• [EXERCISE DETAILS]: Edit the stretch from the line containing "Mark every instance of the mowed" through the end of the entries, changing every "dense forest" to "thick woodland" and leaving all other lines unchanged.

== STORED ROWS

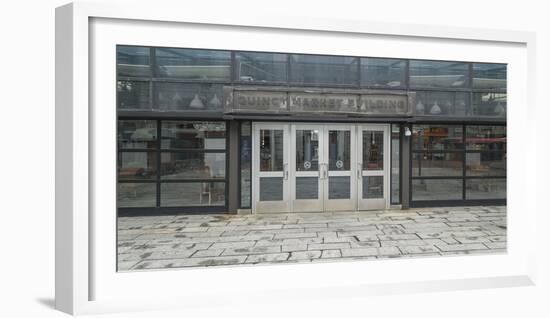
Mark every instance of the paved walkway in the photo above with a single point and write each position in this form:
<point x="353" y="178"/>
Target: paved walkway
<point x="158" y="242"/>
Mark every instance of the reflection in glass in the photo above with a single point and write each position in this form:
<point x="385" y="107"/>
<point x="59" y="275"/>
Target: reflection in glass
<point x="437" y="164"/>
<point x="442" y="103"/>
<point x="193" y="135"/>
<point x="373" y="150"/>
<point x="132" y="195"/>
<point x="378" y="72"/>
<point x="436" y="189"/>
<point x="271" y="188"/>
<point x="133" y="95"/>
<point x="246" y="163"/>
<point x="189" y="97"/>
<point x="193" y="64"/>
<point x="192" y="194"/>
<point x="137" y="134"/>
<point x="192" y="165"/>
<point x="260" y="67"/>
<point x="489" y="76"/>
<point x="307" y="150"/>
<point x="137" y="165"/>
<point x="323" y="70"/>
<point x="271" y="150"/>
<point x="438" y="74"/>
<point x="307" y="188"/>
<point x="373" y="187"/>
<point x="339" y="187"/>
<point x="339" y="150"/>
<point x="486" y="164"/>
<point x="437" y="137"/>
<point x="395" y="167"/>
<point x="485" y="189"/>
<point x="486" y="138"/>
<point x="489" y="104"/>
<point x="133" y="61"/>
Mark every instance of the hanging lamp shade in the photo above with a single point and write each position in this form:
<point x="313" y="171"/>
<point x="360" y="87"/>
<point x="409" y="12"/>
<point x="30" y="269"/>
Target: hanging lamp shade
<point x="196" y="102"/>
<point x="435" y="110"/>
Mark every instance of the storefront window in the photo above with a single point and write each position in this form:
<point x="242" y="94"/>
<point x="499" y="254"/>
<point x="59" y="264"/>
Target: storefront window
<point x="189" y="97"/>
<point x="192" y="64"/>
<point x="260" y="67"/>
<point x="437" y="74"/>
<point x="489" y="76"/>
<point x="133" y="61"/>
<point x="383" y="73"/>
<point x="323" y="70"/>
<point x="442" y="166"/>
<point x="133" y="95"/>
<point x="442" y="103"/>
<point x="489" y="104"/>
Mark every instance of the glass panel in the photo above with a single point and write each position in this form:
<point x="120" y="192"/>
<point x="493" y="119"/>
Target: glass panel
<point x="395" y="167"/>
<point x="193" y="135"/>
<point x="192" y="194"/>
<point x="271" y="150"/>
<point x="133" y="61"/>
<point x="133" y="95"/>
<point x="485" y="189"/>
<point x="189" y="97"/>
<point x="339" y="150"/>
<point x="137" y="134"/>
<point x="307" y="188"/>
<point x="307" y="150"/>
<point x="373" y="150"/>
<point x="373" y="187"/>
<point x="489" y="76"/>
<point x="131" y="195"/>
<point x="193" y="64"/>
<point x="323" y="69"/>
<point x="486" y="138"/>
<point x="246" y="164"/>
<point x="339" y="188"/>
<point x="486" y="164"/>
<point x="489" y="104"/>
<point x="192" y="165"/>
<point x="437" y="164"/>
<point x="438" y="74"/>
<point x="436" y="189"/>
<point x="442" y="103"/>
<point x="260" y="67"/>
<point x="137" y="165"/>
<point x="383" y="72"/>
<point x="271" y="188"/>
<point x="437" y="137"/>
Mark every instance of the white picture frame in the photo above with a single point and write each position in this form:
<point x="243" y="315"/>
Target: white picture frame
<point x="86" y="281"/>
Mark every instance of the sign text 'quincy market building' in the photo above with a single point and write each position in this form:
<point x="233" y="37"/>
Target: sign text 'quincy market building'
<point x="312" y="101"/>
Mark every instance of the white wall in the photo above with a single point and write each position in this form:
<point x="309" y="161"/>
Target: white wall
<point x="27" y="160"/>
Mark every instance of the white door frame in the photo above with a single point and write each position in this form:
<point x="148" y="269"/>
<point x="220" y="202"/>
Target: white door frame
<point x="270" y="206"/>
<point x="378" y="203"/>
<point x="306" y="205"/>
<point x="340" y="204"/>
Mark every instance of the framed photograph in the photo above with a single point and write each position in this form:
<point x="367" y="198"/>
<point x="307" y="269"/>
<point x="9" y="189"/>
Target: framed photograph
<point x="217" y="159"/>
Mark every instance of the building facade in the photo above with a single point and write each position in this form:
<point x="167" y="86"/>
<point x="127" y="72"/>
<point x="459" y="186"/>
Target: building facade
<point x="230" y="131"/>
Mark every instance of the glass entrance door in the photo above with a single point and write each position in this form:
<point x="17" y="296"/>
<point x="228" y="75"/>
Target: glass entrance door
<point x="271" y="154"/>
<point x="339" y="168"/>
<point x="308" y="142"/>
<point x="372" y="166"/>
<point x="320" y="167"/>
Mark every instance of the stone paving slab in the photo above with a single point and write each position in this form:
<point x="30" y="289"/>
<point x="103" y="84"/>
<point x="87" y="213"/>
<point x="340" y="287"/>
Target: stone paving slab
<point x="162" y="242"/>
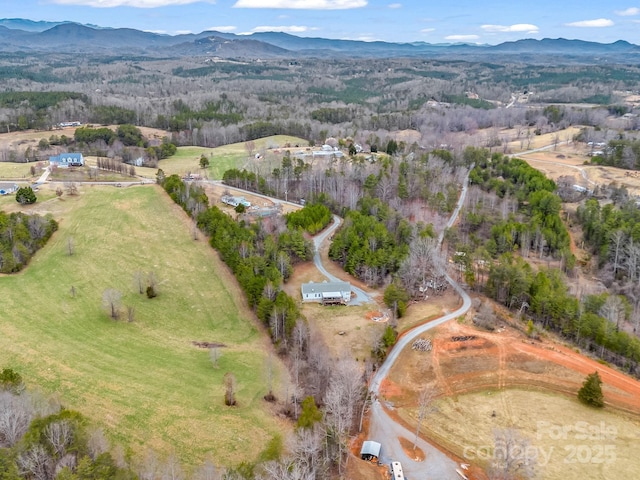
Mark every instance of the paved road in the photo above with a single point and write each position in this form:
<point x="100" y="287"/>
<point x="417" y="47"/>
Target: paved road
<point x="383" y="428"/>
<point x="318" y="240"/>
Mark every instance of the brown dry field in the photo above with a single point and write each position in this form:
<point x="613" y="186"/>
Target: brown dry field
<point x="30" y="138"/>
<point x="523" y="382"/>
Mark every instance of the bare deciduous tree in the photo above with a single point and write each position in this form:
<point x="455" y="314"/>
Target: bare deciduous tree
<point x="97" y="443"/>
<point x="342" y="400"/>
<point x="425" y="406"/>
<point x="207" y="471"/>
<point x="214" y="355"/>
<point x="513" y="458"/>
<point x="613" y="310"/>
<point x="71" y="187"/>
<point x="16" y="412"/>
<point x="59" y="435"/>
<point x="111" y="299"/>
<point x="230" y="389"/>
<point x="138" y="280"/>
<point x="35" y="463"/>
<point x="172" y="470"/>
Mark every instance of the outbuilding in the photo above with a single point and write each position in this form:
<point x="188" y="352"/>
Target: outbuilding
<point x="370" y="451"/>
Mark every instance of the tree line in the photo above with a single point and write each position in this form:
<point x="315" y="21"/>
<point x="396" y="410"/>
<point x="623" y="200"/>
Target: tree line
<point x="21" y="236"/>
<point x="262" y="255"/>
<point x="594" y="322"/>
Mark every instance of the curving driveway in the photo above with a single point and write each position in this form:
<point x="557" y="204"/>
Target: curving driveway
<point x="383" y="428"/>
<point x="361" y="295"/>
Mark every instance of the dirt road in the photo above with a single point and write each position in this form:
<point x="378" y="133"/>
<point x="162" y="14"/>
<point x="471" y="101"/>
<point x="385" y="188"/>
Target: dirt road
<point x="383" y="428"/>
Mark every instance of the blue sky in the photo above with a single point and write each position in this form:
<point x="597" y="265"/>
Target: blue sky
<point x="444" y="21"/>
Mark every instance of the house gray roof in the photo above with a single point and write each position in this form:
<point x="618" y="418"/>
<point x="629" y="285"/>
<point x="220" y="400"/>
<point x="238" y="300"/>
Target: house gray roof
<point x="369" y="447"/>
<point x="325" y="287"/>
<point x="66" y="158"/>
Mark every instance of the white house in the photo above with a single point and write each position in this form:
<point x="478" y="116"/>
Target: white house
<point x="67" y="160"/>
<point x="326" y="292"/>
<point x="235" y="201"/>
<point x="8" y="188"/>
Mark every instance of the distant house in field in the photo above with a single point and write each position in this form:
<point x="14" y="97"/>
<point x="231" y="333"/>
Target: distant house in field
<point x="8" y="188"/>
<point x="65" y="160"/>
<point x="235" y="201"/>
<point x="327" y="293"/>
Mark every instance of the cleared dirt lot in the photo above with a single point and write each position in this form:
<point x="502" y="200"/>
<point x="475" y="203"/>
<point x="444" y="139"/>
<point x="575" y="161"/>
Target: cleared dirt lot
<point x="505" y="380"/>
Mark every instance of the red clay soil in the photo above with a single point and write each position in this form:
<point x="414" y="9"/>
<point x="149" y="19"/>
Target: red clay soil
<point x="415" y="453"/>
<point x="464" y="359"/>
<point x="509" y="358"/>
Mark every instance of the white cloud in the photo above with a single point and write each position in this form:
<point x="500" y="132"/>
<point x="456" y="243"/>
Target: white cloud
<point x="629" y="12"/>
<point x="461" y="38"/>
<point x="223" y="28"/>
<point x="283" y="28"/>
<point x="127" y="3"/>
<point x="518" y="27"/>
<point x="302" y="4"/>
<point x="597" y="23"/>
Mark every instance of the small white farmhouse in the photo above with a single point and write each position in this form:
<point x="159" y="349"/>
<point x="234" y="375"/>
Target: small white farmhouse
<point x="326" y="292"/>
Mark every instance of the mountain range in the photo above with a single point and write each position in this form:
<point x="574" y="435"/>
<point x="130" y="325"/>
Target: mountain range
<point x="21" y="35"/>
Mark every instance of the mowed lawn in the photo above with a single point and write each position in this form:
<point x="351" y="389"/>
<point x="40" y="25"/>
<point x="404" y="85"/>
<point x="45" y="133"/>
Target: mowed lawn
<point x="144" y="381"/>
<point x="17" y="171"/>
<point x="221" y="159"/>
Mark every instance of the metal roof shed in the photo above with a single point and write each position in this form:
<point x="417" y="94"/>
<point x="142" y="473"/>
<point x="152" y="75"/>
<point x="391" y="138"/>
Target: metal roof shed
<point x="370" y="450"/>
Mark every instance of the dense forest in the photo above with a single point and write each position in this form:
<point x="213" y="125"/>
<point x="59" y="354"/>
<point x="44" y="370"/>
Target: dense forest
<point x="21" y="236"/>
<point x="261" y="255"/>
<point x="210" y="104"/>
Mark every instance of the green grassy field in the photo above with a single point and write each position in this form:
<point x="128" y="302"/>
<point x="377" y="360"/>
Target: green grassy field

====

• [REPLY TO THE TASK]:
Mark every instance of the mowed lawn in the photo above with a single point and write each position in this form:
<point x="351" y="389"/>
<point x="40" y="25"/>
<point x="404" y="85"/>
<point x="45" y="133"/>
Target: mowed lawn
<point x="144" y="381"/>
<point x="17" y="171"/>
<point x="221" y="159"/>
Mark every instance of the metal roof shed in the photo above with a single point and write each position in this form:
<point x="417" y="94"/>
<point x="142" y="473"/>
<point x="152" y="75"/>
<point x="391" y="138"/>
Target: metal roof shed
<point x="370" y="450"/>
Mark every instance of the thick woodland in the photo above with a single point and write each position in this form:
<point x="213" y="125"/>
<point x="59" y="354"/>
<point x="44" y="370"/>
Target: thick woodland
<point x="21" y="236"/>
<point x="261" y="255"/>
<point x="210" y="104"/>
Mark every instance of the green grassy field in the photo above with a single point and write each position in this form:
<point x="128" y="302"/>
<point x="377" y="360"/>
Target: green grassy field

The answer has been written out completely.